Trecho do texto
No início de 1988, 130 membros da Organização para a Libertação da Palestina (OLP) que tinham sido deportados por Israel após a eclosão da Primeira Intifada decidiram zarpar do porto de Limassol, no Chipre, para retornarem ao território ocupado da Faixa de Gaza. O barco da jornada, um velho ferry japonês chamado Sol Phryne, foi comprado de vésperas pela OLP por US$ 600 mil e rebatizado como Al-Awda, o Navio do Retorno. Mais de 200 jornalistas e políticos de todo o mundo embarcariam junto com os palestinos naquele aberto desafio ao sionismo.
Embarcariam.
Horas antes da partida, uma explosão abriu um buraco no casco do navio atracado. “Navio do retorno palestino sofre atentado”, estampou o jornal O Globo no dia seguinte, no alto da página 9 do caderno Mundo.
‘Não fui eu’
Contou assim o jornal O Globo do dia 16 de fevereiro de 1988:
Um porta-voz da OLP disse dispor de provas de que o serviço secreto israelense, o Mossad, foi o responsável pelo ataque, cuja autoria foi, porém, reivindicada por dois outros grupos.
Em telefonema [anônimo] à agência de notícias grega ANA, a Frente de Salvação Palestina, facção rival da OLP, informou que o atentado foi um protesto contra a organização liderada por Yasser Arafat. Mas em outro telefonema, à filial da agência americana AP em Chipre, alguém que falou em nome da Liga de Defesa Judaica (LDJ) [ou seja, anônimo também], disse que o ataque foi “apenas uma advertência, pois se houver uma próxima tentativa (de realizar a viagem), a explosão será depois de todos estarem à bordo”.

Perguntas
- A) Indique se cada afirmação concorda com o texto sobre o Navio do Retorno. Responda sim ou não e cite as palavras do texto que decidem. (i) A OLP pagou US$ 600 mil pelo barco. (ii) A explosão ocorreu depois que os passageiros já estavam a bordo. (iii) O telefonema em nome da Frente de Salvação Palestina foi feito à agência americana AP.
- B) Continue o texto sobre o Navio do Retorno a partir do ponto em que ele termina.

Registros selecionados
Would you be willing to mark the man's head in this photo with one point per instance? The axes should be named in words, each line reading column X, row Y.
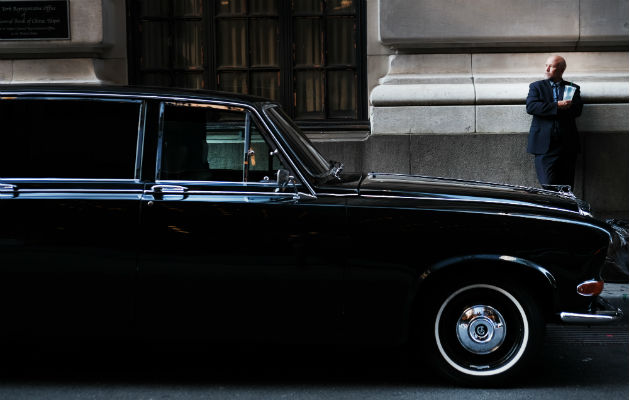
column 554, row 68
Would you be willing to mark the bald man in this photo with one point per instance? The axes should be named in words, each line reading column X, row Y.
column 553, row 136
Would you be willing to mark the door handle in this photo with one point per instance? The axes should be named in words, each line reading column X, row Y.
column 174, row 192
column 8, row 190
column 168, row 189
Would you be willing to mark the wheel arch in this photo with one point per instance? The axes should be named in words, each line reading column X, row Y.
column 529, row 276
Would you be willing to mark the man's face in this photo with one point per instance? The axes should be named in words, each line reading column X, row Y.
column 554, row 67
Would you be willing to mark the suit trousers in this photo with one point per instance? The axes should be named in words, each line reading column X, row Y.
column 556, row 168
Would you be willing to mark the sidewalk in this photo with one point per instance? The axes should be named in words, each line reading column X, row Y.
column 617, row 295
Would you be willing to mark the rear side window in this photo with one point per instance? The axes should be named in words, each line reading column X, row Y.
column 80, row 139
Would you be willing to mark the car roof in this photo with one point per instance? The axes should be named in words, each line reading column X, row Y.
column 131, row 91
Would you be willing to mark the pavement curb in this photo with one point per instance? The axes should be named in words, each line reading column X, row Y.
column 617, row 295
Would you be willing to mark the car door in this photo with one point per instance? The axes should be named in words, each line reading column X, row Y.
column 227, row 255
column 69, row 204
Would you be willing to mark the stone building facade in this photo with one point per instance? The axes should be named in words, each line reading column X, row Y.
column 446, row 83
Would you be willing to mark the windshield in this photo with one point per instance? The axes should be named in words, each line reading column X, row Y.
column 299, row 144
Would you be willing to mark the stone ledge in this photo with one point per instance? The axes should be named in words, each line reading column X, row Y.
column 422, row 119
column 76, row 70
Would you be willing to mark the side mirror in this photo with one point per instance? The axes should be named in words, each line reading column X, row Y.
column 283, row 179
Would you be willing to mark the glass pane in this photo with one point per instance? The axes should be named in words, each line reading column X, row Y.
column 263, row 7
column 188, row 44
column 233, row 82
column 266, row 84
column 188, row 8
column 263, row 42
column 340, row 6
column 261, row 164
column 231, row 43
column 190, row 80
column 155, row 79
column 202, row 143
column 309, row 94
column 155, row 53
column 55, row 144
column 231, row 7
column 341, row 41
column 307, row 6
column 342, row 94
column 308, row 43
column 155, row 8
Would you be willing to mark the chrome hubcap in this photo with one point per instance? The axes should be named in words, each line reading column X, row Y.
column 481, row 329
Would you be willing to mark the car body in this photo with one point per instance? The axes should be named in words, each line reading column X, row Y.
column 210, row 216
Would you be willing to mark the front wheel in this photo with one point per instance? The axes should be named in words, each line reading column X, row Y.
column 484, row 333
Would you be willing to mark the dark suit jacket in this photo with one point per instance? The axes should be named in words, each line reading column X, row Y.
column 540, row 104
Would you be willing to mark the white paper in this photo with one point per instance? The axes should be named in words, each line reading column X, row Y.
column 568, row 92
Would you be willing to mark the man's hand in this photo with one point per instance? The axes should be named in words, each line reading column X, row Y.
column 564, row 104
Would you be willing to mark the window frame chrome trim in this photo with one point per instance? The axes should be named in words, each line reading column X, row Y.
column 95, row 97
column 258, row 119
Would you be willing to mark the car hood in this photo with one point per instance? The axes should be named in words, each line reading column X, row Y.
column 460, row 192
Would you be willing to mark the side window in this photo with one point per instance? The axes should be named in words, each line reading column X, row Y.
column 76, row 139
column 213, row 143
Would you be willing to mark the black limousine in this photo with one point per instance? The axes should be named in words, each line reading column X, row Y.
column 210, row 216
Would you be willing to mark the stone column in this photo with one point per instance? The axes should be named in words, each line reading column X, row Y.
column 452, row 99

Respostas do exercício
- A)
(i) Sim: "foi comprado de vésperas pela OLP por US$ 600 mil"
(ii) Não: "Horas antes da partida, uma explosão abriu um buraco no casco do navio atracado."
(iii) Não: "Em telefonema [anônimo] à agência de notícias grega ANA, a Frente de Salvação Palestina, facção rival da OLP, informou que o atentado foi um protesto contra a organização liderada por Yasser Arafat."

- B)
A chancelaria de Israel negou-se a comentar as acusações da OLP, mas horas antes do atentado ao barco o ministro da Defesa, Yitzahk Shamir, assinalara:
– O Estado de Israel decidiu que está obrigado a não permitir que (os palestinos) alcancem seu objetivo (de regressar), e que o fará com todos os meios possíveis.
Lá se vão 35 anos e Israel sempre negou, nunca admitiu envolvimento com o atentado ao navio Al-Awda.

Anote os ingredientes
Estava tudo lá, 35 anos atrás: uma bomba contra um desafio ao sionismo; confusão semeada na imprensa sobre a autoria de um atentado de repercussão internacional – ainda que, aquele, sem mortos; e o de praxe “não fui eu” de Israel.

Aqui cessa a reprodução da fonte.